Stated exercise -
Please write out, word for word, everything in the listing below from its first line down to and including the line that contains "Now the wooden". Leave the pictures out.

..........

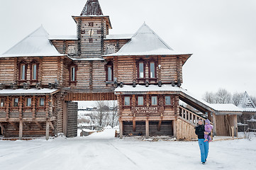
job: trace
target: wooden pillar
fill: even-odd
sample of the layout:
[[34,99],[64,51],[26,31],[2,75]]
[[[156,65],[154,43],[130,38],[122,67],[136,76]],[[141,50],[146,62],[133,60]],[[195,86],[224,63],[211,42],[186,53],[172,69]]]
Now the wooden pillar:
[[136,132],[136,121],[135,120],[133,120],[133,131]]
[[146,120],[146,138],[150,137],[150,123],[148,119]]
[[238,116],[237,115],[233,115],[233,119],[234,119],[234,134],[235,137],[238,137]]
[[213,115],[213,135],[216,135],[216,114],[215,113],[212,113]]
[[46,132],[45,132],[45,140],[49,140],[49,127],[50,123],[48,120],[46,121]]
[[173,124],[173,136],[177,137],[177,120],[172,120]]
[[23,124],[22,121],[20,121],[20,127],[19,127],[19,130],[18,130],[18,140],[21,140],[22,139],[22,133],[23,133]]
[[123,121],[119,120],[119,137],[123,139]]

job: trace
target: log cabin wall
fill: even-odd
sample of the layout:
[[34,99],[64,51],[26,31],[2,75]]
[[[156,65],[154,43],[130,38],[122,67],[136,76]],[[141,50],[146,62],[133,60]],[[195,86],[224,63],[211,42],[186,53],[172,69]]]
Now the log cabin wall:
[[0,125],[5,137],[45,136],[47,122],[51,127],[49,135],[55,134],[52,95],[2,96],[0,99]]
[[[110,54],[109,52],[112,52],[111,53],[117,52],[129,40],[130,40],[130,39],[104,40],[104,55]],[[114,50],[113,50],[113,51],[108,50],[108,47],[109,47],[109,46],[111,46],[111,45],[114,46]]]
[[0,83],[11,84],[16,81],[14,57],[0,59]]
[[[183,82],[182,61],[177,56],[118,56],[105,59],[113,61],[113,76],[118,82],[123,81],[125,84],[131,84],[133,80],[138,84],[144,84],[145,81],[150,84],[157,84],[159,81],[162,84]],[[138,79],[138,62],[140,61],[145,63],[143,79]],[[150,78],[150,61],[155,63],[155,79]]]
[[104,38],[108,34],[105,17],[73,17],[77,23],[78,58],[101,58]]

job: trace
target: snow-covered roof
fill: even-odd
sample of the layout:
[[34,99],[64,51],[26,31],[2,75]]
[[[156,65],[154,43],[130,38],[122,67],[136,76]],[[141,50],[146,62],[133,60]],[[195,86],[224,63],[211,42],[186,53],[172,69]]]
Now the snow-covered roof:
[[98,0],[88,0],[80,16],[103,16]]
[[104,56],[191,55],[174,51],[145,23],[118,52]]
[[[201,98],[195,96],[194,94],[189,92],[187,90],[182,87],[172,86],[171,84],[162,84],[161,87],[157,85],[149,85],[148,87],[143,85],[137,84],[135,87],[131,85],[124,85],[123,87],[117,87],[115,89],[115,93],[121,92],[122,94],[134,93],[134,92],[148,92],[148,91],[172,91],[178,92],[186,94],[187,96],[197,101],[203,105],[213,109],[216,111],[216,114],[221,114],[221,113],[228,112],[229,114],[242,114],[242,110],[233,104],[211,104],[204,101]],[[138,93],[139,94],[139,93]]]
[[209,106],[217,111],[242,111],[240,108],[232,103],[209,104]]
[[74,61],[104,61],[105,59],[103,58],[73,58],[69,57],[71,60]]
[[49,37],[50,40],[77,40],[77,35],[50,35]]
[[245,92],[243,98],[239,102],[238,107],[245,112],[256,112],[256,106],[246,91]]
[[125,40],[130,39],[133,37],[133,34],[112,34],[106,35],[104,40]]
[[48,40],[48,33],[41,26],[0,57],[62,56]]
[[58,89],[2,89],[0,90],[0,96],[6,95],[43,95],[43,94],[52,94],[59,91]]

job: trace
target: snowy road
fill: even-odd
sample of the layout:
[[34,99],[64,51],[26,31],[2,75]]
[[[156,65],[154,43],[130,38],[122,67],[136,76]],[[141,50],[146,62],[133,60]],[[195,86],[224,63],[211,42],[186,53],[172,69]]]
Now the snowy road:
[[0,169],[255,169],[256,138],[213,142],[202,165],[197,142],[115,139],[114,130],[48,141],[0,140]]

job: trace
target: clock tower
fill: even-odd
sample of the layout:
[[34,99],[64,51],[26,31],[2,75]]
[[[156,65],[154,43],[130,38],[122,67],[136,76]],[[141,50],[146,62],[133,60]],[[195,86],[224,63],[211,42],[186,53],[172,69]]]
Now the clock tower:
[[104,16],[98,0],[88,0],[80,16],[72,16],[77,23],[79,58],[101,58],[104,38],[111,29],[109,16]]

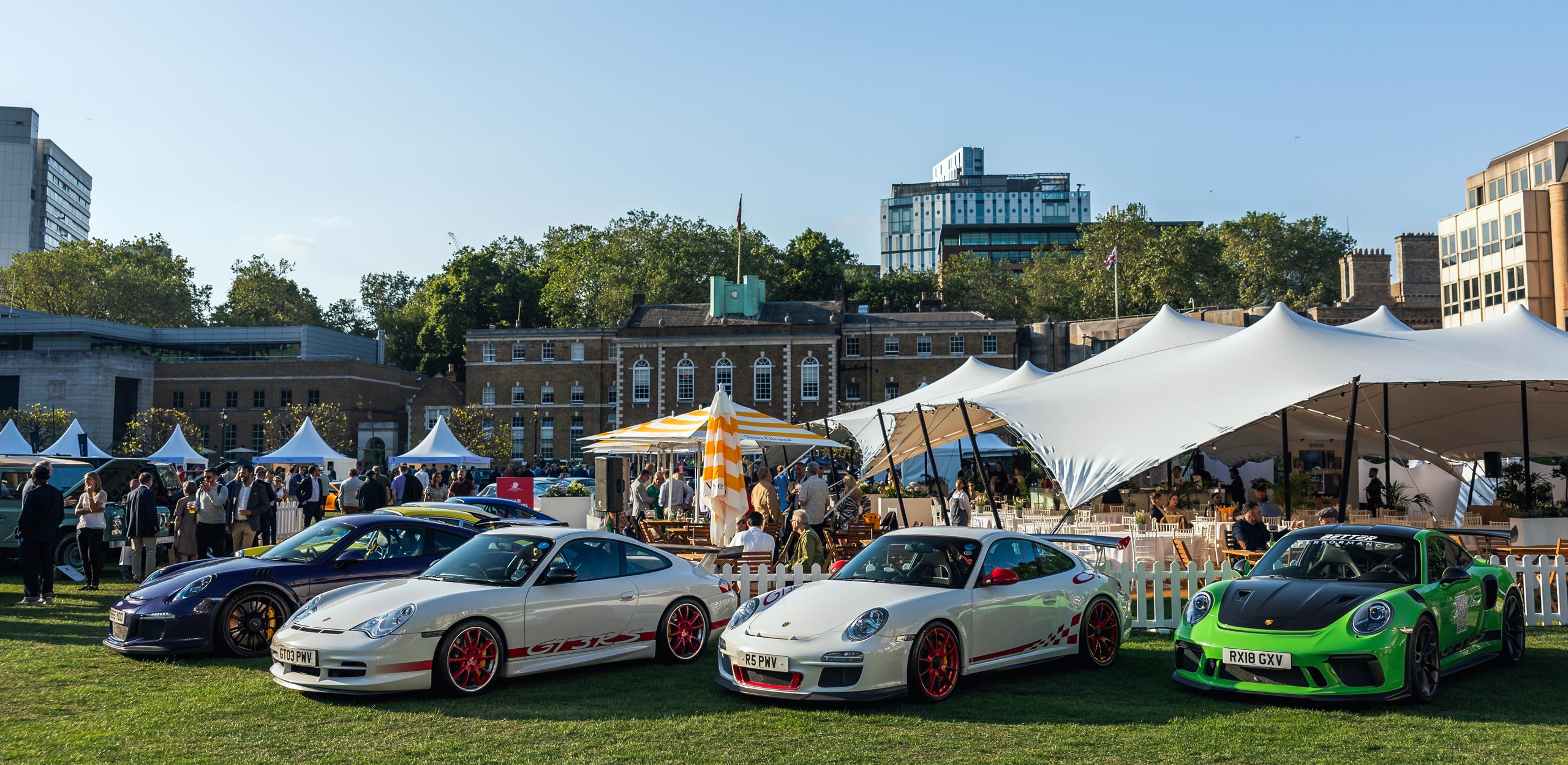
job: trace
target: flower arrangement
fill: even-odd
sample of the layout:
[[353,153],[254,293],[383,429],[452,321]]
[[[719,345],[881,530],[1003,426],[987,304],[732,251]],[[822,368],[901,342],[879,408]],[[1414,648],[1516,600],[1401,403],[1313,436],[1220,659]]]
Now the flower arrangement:
[[591,492],[588,486],[577,481],[552,483],[549,489],[544,489],[546,497],[588,497]]

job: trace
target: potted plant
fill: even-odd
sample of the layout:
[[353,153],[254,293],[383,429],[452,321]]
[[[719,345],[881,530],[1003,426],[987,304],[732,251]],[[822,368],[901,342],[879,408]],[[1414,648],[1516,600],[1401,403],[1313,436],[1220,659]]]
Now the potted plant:
[[[1554,467],[1552,478],[1562,477],[1563,467]],[[1530,499],[1529,508],[1526,497]],[[1526,472],[1524,462],[1512,462],[1502,469],[1497,505],[1508,513],[1508,525],[1515,528],[1513,544],[1548,546],[1557,544],[1557,539],[1568,539],[1568,517],[1563,517],[1563,506],[1552,502],[1551,481]]]

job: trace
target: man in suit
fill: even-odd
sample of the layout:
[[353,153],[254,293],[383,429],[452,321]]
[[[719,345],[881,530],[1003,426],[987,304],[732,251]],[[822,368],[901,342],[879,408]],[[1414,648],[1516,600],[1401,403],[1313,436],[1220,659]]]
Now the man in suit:
[[66,499],[49,484],[53,466],[33,466],[22,489],[22,514],[16,519],[16,539],[22,563],[22,599],[16,605],[55,605],[55,544],[66,516]]
[[370,478],[359,484],[359,513],[373,513],[387,506],[387,488],[379,481],[381,469],[372,467]]
[[267,484],[256,480],[251,466],[240,469],[240,477],[229,483],[229,502],[224,505],[224,520],[229,524],[229,539],[234,550],[243,550],[256,544],[256,533],[262,530],[262,513],[267,511],[270,494]]
[[321,520],[326,514],[326,481],[321,480],[321,466],[310,466],[299,473],[299,483],[295,486],[293,495],[299,500],[299,513],[304,516],[304,525]]
[[125,494],[125,541],[130,544],[130,578],[141,582],[158,567],[158,497],[152,473],[136,477],[136,488]]

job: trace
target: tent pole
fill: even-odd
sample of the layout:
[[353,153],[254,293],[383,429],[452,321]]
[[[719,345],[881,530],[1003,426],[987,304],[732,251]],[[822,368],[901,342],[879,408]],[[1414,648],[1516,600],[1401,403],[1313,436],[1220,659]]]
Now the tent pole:
[[903,517],[903,527],[909,528],[909,511],[903,509],[903,483],[898,480],[898,462],[892,459],[892,444],[887,442],[887,423],[881,419],[881,409],[877,409],[877,425],[883,430],[883,448],[887,450],[887,478],[892,478],[892,491],[898,492],[898,516]]
[[1530,491],[1530,401],[1526,398],[1524,381],[1519,381],[1519,433],[1524,441],[1524,514],[1535,509],[1535,492]]
[[[942,524],[946,525],[952,520],[947,517],[947,495],[942,492],[942,477],[936,472],[936,453],[931,451],[931,434],[925,430],[925,408],[914,404],[914,415],[920,419],[920,437],[925,439],[925,461],[931,466],[931,494],[936,494],[936,502],[942,505]],[[960,445],[963,442],[960,442]],[[963,461],[958,464],[963,464]]]
[[[1345,469],[1339,473],[1339,511],[1350,516],[1350,481],[1356,467],[1356,403],[1361,401],[1361,375],[1350,378],[1350,420],[1345,423]],[[1385,423],[1386,425],[1386,423]]]
[[[1284,488],[1284,517],[1290,520],[1295,508],[1290,506],[1290,408],[1279,409],[1279,486]],[[1236,508],[1240,511],[1242,508]]]
[[991,475],[985,469],[985,459],[980,459],[980,442],[975,441],[975,428],[969,423],[969,404],[963,398],[958,400],[958,411],[964,415],[964,430],[969,431],[969,448],[975,451],[975,467],[978,467],[980,483],[985,483],[985,499],[991,503],[991,520],[996,522],[997,528],[1002,528],[1002,513],[996,509],[996,494],[991,492]]

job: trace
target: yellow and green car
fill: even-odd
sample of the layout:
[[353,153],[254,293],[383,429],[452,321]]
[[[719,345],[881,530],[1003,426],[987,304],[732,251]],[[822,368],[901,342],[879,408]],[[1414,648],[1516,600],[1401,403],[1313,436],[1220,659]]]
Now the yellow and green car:
[[1439,680],[1524,660],[1513,575],[1457,536],[1507,531],[1320,525],[1281,538],[1243,578],[1193,594],[1178,683],[1325,701],[1430,702]]

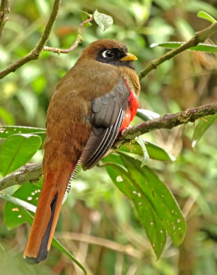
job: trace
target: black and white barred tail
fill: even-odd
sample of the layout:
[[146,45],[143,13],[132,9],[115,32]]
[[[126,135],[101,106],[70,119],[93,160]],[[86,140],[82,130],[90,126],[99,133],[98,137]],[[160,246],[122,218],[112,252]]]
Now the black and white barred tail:
[[79,166],[81,164],[81,160],[79,159],[78,162],[76,163],[76,166],[74,166],[74,168],[73,169],[73,171],[72,172],[68,184],[67,184],[67,187],[65,191],[65,194],[64,194],[64,197],[63,197],[63,202],[62,204],[65,203],[65,201],[66,201],[66,199],[68,197],[68,195],[69,195],[69,192],[70,191],[71,189],[71,182],[72,181],[72,179],[74,179],[75,178],[76,174],[78,172],[78,168],[79,168]]

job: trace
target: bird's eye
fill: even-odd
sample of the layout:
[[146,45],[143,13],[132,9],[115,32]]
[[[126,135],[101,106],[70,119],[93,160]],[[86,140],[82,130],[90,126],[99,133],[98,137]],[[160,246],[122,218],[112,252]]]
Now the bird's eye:
[[106,51],[103,52],[103,56],[104,57],[104,58],[106,58],[107,57],[109,58],[112,58],[114,55],[114,52],[110,51],[109,50],[107,50]]

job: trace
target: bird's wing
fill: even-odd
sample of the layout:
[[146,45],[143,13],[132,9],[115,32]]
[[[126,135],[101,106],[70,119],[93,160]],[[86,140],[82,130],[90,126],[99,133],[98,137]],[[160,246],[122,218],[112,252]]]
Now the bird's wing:
[[92,100],[92,132],[81,155],[83,170],[105,155],[116,138],[128,106],[130,91],[121,78],[112,91]]

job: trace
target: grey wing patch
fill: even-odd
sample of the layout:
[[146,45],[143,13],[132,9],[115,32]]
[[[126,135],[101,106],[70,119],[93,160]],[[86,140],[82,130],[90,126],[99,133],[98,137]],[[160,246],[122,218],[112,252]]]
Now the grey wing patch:
[[101,135],[105,128],[115,123],[120,109],[126,110],[129,96],[130,91],[121,78],[112,91],[92,100],[90,122],[96,135]]
[[110,93],[92,100],[92,132],[81,155],[83,170],[96,165],[112,146],[128,106],[130,91],[123,79]]
[[116,122],[100,136],[92,132],[81,155],[83,170],[90,169],[96,165],[112,146],[121,128],[125,111],[120,109]]

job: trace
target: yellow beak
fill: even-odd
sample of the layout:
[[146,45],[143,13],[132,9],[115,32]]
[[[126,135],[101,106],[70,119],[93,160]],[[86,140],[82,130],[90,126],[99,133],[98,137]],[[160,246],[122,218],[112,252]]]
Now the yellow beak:
[[128,52],[125,56],[120,59],[121,61],[135,61],[136,60],[137,60],[136,56]]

..........

Expected output -
job: trace
target: wooden pillar
fill: even-odd
sample of the layout:
[[34,99],[64,51],[26,31],[2,75]]
[[[156,65],[154,43],[130,38],[122,67],[136,76]],[[141,50],[146,62],[133,60]],[[195,86],[224,63],[211,42],[186,53],[172,69]]]
Now the wooden pillar:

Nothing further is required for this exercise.